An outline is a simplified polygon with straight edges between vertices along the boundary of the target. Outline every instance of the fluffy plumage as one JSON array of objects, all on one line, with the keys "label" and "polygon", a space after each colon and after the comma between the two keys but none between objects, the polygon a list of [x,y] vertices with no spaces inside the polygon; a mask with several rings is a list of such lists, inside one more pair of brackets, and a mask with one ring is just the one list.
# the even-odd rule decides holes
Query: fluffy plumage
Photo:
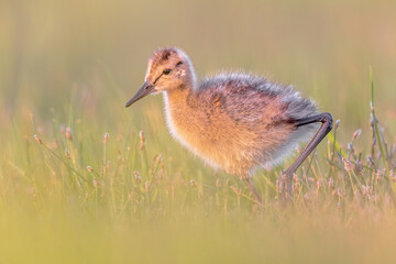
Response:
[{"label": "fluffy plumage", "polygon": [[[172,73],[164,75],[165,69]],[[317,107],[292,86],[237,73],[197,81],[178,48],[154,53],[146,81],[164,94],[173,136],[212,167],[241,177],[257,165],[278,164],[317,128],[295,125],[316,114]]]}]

^^^^

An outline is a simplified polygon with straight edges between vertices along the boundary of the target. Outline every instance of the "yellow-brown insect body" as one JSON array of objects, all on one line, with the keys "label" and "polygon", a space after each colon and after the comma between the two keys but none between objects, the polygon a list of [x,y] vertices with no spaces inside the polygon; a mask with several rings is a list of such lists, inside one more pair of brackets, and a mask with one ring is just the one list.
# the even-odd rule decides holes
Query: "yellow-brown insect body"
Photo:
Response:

^^^^

** EXERCISE TASK **
Gather every line of the listing above that contains the string "Query", treating uppercase and lowercase as different.

** WRITTEN ANSWER **
Query: fluffy plumage
Query: "yellow-brown insect body"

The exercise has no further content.